┌─ Excerpted text
Sister Glose, who died from complications of the novel coronavirus, ran a nonprofit in Brooklyn and was a whistle-blower in a sex abuse scandal.

If you passed Georgianna Glose on the streets of Fort Greene, Brooklyn, you might have known her as that renegade nun, the one who left her convent to live among the poor and then blew a whistle on sexual abuse in the Catholic Church.

She was a sister with movie-star looks who roller-skated to work, having shed the nun’s habit in 1972 for the curler-coiffed hairdo then in vogue (a look she stubbornly kept).

But if you were homeless, you probably knew her as Dr. Glose, the nun with a doctorate who, until last month, ran a nonprofit on Myrtle Avenue. It was there, for 24 years, that the downtrodden found an anchor in a gentrifying neighborhood.

Mothers on welfare, fathers on parole, grandparents struggling to raise their children’s children — they all had a haven with Sister Glose, taking her computer literacy classes, joining her support groups, feasting on her Thanksgiving turkey.

“She was able to live in both worlds: the world of making a difference for individual families and the world of making policy changes,” said Steven Banks, the city’s commissioner of social services.

Sister Glose died on April 28 at Brooklyn Hospital Center from complications of the new coronavirus, said her sister, Kathrine Dawson. She was 73.

Authority neither impressed nor deterred her. “If someone was misbehaving, especially a man in a position of power, she would say calmly and completely accurately, ‘That man is a horse’s ass,’” said Teresa Theophano, a social worker who interned with Sister Glose at her nonprofit, Fort Greene Strategic Neighborhood Action Partnership.

For years, Sister Glose documented the gruesome conditions at Auburn Family Residence, a city-run shelter nearby, and pushed for reforms.

“She would never give in,” said Sister Sally Butler, who lived with Sister Glose for 51 years, serving in the same Roman Catholic order, the Sisters of St. Dominic of Amityville, N.Y.

Georgianna Inez Glose was born on Dec. 1, 1946, to Helen and Rudolph Glose, the descendants of Slovak immigrants who lived in Astoria, Queens, and worked as superintendents of an apartment building. The second of four siblings, Sister Glose contracted polio at 5. She had to learn how to walk again, which made her “determined to never let her physical ailments hold her back,” Sister Butler said.
└─
┌─ Extracted data
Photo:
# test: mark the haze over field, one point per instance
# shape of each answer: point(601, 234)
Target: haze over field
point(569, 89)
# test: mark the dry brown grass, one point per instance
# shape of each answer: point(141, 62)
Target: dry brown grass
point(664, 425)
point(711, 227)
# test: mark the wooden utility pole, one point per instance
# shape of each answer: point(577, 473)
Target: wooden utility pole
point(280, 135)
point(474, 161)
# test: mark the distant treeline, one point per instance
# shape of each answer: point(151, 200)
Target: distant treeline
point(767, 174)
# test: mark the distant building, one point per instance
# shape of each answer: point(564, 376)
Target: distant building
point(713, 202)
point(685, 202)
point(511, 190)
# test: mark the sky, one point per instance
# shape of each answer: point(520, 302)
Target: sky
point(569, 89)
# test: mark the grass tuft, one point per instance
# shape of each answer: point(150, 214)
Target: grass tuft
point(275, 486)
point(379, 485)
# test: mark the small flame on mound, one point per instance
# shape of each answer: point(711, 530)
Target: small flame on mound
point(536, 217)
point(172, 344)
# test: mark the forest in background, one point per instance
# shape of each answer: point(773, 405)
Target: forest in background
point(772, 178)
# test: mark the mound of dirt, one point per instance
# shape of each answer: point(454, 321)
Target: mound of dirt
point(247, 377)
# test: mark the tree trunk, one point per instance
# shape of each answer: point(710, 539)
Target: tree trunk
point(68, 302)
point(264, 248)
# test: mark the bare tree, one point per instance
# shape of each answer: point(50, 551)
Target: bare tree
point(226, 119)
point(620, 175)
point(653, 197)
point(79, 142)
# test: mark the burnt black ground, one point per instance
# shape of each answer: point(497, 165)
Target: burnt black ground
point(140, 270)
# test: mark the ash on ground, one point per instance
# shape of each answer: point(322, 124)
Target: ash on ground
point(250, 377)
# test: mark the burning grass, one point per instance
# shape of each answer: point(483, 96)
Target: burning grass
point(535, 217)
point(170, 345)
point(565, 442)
└─
Task to complete: Summarize the excerpted text about Sister Georgianna Glose, which appears above the rows, in two sentences.

Solution to this exercise: Sister Georgianna Glose, a nun who left her convent to live among the poor and blew the whistle on sexual abuse in the Catholic Church, ran a nonprofit on Myrtle Avenue in Fort Greene, Brooklyn, for 24 years, where homeless people and struggling families found a haven. She died on April 28 at Brooklyn Hospital Center, at the age of 73, from complications of the new coronavirus.